__ИСХОДНЫЙ ТЕКСТ__
┏━━

Следующий уровень осмысления связан со свободой выбора. Скажем так, я люблю шоколад, но когда меня силой принуждают съесть его, не сообразуясь с моим волеизъявлением, под принуждением, он становится для меня отравой, хуже яда.

* * *

Усложним себе задачу, обратимся лицом к Православию. Блаженный старец Иосиф Ватопедский даёт наставление: «Если хочешь молиться, как подобает, не огорчай никого». Сердце умиляется, но тут же вспоминает Христа и распявших Его фарисеев: фарисеи (как, впрочем, и торгующие в храме) негодовали на Христа до такой степени, что пожелали убить Его. Они огорчались, очень сильно огорчались. Неужели блаженный старец не помнит об этом? Неужели он действительно думает, что можно никого не огорчать, живя на этой грешной земле среди погрязших в грехах человеков, первый из которых я сам?

Нет, конечно, просто старец говорит о другом. Так же, как в приведённом выше примере с чёрным и зелёным чаем, принимаемое без рассуждения наставление старца может обернуться неправдой и несправедливостью — по отношению к истине.

На аналогичную ошибку указывал и Н. М. Карамзин: «Солнце течёт и ныне по тем же законам, по которым текло до явления Христа-Спасителя: так и гражданские общества не переменили своих коренных уставов; все осталось, как было на земле и как иначе быть не может: только возвысилась душа в её сокровенностях, утвердилась в невидимых связях с рожеством, с своим вечным, истинным Отечеством, которое вне материи, вне пространства и времени. Мы сблизились с Небом в чувствах, но действуем на земле, как и прежде действовали. Несмь от мира сего, сказал Христос: а граждане и Государства в сем мире <…>. Евангелие молчит о Политике; не даёт новой: или мы, захотев быть Христианами-Политиками, впадём в противоречия и несообразности. Меня ударят в ланиту: я как Христианин должен подставить другую. Неприятель сожжёт наш город: впустим ли его мирно в другой, чтобы он также обратил его в пепел?» (Мнение русского гражданина).

┗━━

__ИСХОДНЫЕ ДАННЫЕ__
┏━━

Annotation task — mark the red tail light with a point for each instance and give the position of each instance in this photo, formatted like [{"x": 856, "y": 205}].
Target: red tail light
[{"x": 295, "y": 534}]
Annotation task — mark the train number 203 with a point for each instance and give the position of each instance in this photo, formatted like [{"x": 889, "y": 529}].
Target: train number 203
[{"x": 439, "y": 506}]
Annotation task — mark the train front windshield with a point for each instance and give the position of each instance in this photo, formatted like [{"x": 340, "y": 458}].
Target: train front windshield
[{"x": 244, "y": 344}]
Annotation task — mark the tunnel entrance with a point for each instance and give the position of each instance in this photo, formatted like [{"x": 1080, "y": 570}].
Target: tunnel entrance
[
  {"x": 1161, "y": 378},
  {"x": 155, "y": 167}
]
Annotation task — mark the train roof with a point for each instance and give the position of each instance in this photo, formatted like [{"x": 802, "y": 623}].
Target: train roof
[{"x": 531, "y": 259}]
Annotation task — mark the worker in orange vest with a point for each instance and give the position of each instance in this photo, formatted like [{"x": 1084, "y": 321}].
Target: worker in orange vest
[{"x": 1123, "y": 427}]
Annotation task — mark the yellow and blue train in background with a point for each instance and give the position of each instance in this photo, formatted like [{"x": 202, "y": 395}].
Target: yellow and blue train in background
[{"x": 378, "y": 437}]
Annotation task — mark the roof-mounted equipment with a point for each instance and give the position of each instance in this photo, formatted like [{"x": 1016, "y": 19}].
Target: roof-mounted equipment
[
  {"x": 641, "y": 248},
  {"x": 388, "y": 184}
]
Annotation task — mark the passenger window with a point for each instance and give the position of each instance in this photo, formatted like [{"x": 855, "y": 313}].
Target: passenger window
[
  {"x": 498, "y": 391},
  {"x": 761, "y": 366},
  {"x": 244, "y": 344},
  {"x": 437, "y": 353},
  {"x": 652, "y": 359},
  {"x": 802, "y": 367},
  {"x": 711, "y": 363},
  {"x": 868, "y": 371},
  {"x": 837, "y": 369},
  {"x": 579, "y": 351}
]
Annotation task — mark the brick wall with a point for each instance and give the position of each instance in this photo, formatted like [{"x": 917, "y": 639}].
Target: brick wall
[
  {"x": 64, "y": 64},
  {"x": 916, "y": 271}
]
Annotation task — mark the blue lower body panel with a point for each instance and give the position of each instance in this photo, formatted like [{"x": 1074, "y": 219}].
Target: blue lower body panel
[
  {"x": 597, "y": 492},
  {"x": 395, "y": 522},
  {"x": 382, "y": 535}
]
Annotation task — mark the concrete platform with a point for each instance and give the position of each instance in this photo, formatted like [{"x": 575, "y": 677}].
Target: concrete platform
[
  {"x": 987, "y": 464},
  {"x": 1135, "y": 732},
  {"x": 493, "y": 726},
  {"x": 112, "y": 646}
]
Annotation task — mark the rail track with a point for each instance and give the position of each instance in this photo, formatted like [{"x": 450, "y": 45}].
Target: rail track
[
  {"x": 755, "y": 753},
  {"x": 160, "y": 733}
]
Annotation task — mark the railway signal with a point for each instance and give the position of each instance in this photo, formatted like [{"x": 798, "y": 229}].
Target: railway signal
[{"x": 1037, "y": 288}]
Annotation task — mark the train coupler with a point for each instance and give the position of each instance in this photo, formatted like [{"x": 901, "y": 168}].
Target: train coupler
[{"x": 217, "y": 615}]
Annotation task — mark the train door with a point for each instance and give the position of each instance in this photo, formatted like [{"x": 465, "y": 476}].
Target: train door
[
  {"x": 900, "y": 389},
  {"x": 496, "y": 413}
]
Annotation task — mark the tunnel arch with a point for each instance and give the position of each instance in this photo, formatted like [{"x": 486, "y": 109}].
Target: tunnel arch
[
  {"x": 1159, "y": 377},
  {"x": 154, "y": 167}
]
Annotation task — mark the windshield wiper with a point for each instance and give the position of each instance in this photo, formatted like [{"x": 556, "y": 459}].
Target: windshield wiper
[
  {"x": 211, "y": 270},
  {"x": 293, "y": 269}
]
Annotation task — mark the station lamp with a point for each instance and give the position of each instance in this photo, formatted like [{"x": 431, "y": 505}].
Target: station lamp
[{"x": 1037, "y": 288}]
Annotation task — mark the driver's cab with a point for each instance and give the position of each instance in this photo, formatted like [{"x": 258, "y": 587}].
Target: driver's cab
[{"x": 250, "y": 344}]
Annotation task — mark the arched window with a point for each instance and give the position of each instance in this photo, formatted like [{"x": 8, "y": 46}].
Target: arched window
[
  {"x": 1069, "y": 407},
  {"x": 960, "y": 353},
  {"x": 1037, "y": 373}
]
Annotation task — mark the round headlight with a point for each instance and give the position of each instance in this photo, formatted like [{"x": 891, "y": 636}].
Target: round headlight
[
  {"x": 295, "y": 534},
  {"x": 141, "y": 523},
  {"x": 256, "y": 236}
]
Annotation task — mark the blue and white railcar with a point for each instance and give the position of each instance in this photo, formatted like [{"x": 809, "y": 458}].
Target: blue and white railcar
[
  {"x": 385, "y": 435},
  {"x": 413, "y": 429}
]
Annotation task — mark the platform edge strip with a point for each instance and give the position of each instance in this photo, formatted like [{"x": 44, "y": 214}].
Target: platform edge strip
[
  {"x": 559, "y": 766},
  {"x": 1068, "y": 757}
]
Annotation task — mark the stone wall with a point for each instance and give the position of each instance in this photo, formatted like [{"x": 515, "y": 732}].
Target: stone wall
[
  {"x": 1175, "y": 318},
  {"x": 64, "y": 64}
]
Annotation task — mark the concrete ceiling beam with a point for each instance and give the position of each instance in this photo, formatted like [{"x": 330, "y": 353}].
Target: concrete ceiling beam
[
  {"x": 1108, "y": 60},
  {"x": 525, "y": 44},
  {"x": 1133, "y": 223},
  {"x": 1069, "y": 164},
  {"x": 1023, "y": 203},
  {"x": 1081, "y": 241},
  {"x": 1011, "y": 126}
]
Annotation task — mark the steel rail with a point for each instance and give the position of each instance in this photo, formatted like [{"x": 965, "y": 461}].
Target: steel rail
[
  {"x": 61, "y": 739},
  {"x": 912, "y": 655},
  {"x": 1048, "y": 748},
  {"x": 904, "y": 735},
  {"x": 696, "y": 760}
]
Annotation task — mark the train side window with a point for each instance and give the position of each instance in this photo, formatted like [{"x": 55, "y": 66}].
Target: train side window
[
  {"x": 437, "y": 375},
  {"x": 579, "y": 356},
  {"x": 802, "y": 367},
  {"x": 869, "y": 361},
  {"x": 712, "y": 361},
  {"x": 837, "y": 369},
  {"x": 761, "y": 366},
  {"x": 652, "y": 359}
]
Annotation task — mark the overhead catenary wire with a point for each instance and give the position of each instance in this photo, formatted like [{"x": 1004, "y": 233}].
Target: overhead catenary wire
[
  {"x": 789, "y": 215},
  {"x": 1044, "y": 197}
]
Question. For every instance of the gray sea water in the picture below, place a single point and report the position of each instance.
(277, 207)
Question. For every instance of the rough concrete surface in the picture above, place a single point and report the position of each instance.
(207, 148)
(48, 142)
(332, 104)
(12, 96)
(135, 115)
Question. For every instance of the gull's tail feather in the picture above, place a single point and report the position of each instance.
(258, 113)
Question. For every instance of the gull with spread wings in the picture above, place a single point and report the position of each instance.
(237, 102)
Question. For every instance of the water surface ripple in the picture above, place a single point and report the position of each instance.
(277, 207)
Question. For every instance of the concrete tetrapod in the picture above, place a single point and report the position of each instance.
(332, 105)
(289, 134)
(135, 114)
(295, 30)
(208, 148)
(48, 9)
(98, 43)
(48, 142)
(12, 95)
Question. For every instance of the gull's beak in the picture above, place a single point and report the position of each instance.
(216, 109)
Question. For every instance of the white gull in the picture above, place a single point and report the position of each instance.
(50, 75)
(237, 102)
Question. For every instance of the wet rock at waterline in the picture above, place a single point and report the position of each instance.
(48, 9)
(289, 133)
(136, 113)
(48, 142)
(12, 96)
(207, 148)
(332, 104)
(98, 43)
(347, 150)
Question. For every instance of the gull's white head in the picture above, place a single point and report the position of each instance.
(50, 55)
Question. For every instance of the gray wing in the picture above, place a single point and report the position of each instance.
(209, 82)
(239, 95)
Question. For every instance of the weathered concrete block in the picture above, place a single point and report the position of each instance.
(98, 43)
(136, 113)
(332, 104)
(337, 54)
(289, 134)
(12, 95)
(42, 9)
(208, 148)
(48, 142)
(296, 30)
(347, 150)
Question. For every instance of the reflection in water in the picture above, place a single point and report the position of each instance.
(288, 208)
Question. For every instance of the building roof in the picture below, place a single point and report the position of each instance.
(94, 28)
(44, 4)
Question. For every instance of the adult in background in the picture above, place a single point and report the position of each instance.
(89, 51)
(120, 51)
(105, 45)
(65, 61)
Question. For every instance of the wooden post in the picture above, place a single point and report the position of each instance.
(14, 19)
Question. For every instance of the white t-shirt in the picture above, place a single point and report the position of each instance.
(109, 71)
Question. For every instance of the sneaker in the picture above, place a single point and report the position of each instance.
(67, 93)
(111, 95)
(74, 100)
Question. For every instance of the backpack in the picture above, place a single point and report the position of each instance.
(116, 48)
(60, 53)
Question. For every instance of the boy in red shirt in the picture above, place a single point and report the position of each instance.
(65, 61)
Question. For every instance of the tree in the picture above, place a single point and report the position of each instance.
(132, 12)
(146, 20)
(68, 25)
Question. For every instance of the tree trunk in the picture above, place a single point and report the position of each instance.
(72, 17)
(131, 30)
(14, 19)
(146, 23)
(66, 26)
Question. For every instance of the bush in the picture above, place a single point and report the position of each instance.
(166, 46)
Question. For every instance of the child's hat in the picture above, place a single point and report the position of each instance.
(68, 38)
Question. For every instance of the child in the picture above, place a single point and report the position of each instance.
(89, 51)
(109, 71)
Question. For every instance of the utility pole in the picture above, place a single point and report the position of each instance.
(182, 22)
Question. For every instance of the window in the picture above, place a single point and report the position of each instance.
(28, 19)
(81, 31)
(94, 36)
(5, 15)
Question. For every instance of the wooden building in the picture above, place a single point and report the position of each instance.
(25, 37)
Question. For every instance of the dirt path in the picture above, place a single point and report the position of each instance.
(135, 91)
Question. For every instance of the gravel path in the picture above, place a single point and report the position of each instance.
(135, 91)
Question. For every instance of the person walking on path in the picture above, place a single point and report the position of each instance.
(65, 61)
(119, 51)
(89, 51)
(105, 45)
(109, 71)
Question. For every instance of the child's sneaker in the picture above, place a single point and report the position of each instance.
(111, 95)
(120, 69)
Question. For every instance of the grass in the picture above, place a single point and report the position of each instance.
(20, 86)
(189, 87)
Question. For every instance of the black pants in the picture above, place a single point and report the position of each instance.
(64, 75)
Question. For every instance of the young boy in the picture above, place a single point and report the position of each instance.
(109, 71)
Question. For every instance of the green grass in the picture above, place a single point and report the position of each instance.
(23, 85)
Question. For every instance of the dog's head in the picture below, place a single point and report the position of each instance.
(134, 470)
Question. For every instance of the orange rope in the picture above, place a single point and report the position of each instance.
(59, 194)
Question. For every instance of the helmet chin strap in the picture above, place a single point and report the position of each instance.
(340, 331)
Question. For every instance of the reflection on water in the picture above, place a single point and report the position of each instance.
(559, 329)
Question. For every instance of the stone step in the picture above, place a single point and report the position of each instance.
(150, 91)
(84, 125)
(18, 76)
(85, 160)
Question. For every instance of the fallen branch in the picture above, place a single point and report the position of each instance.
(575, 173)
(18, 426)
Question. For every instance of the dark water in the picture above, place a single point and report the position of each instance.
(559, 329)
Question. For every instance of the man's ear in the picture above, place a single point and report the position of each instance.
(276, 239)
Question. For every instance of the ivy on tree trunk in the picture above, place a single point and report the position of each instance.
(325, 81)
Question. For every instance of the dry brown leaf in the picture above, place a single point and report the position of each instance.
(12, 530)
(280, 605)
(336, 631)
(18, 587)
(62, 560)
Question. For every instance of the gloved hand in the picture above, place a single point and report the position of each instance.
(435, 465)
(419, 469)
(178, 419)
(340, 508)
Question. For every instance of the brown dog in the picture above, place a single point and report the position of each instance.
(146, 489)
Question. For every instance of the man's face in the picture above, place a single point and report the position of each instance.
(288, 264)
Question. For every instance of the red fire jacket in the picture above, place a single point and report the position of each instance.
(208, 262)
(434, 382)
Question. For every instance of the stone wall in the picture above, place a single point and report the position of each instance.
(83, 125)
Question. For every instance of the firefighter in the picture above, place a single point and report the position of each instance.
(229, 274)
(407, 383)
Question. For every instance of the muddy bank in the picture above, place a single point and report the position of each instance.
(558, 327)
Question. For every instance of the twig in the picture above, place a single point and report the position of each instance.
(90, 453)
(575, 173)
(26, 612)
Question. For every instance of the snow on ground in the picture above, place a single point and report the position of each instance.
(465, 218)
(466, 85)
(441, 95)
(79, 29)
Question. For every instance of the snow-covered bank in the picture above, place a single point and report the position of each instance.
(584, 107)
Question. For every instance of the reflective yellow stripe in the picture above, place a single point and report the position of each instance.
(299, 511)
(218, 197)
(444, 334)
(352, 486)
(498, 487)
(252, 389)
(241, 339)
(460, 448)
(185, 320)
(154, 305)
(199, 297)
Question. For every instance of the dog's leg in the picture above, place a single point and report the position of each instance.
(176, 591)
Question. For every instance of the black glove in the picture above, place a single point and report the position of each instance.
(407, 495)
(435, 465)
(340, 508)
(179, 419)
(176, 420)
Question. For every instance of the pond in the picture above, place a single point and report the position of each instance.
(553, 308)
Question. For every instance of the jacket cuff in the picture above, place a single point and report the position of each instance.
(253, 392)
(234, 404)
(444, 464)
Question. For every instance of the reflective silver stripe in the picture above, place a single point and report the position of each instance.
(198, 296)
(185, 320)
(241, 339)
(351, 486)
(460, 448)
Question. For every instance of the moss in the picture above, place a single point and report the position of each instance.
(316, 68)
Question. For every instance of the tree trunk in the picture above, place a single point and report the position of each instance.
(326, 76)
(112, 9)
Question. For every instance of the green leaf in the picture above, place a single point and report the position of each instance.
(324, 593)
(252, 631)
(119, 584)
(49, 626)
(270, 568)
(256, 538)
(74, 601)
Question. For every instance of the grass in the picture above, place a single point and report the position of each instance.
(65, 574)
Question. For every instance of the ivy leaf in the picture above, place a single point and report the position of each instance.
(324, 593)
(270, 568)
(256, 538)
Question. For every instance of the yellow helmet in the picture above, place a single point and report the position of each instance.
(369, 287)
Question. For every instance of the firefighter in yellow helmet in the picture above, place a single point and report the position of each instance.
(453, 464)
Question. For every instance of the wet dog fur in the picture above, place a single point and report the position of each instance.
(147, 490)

┗━━

__УСЛОВИЕ ЗАДАЧИ__
Перепишите дословно отрывок исходного текста от слов «Нет, конечно, просто» до слов «отношению к истине.» включительно.

__РЕШЕНИЕ ЗАДАЧИ__
Нет, конечно, просто старец говорит о другом. Так же, как в приведённом выше примере с чёрным и зелёным чаем, принимаемое без рассуждения наставление старца может обернуться неправдой и несправедливостью — по отношению к истине.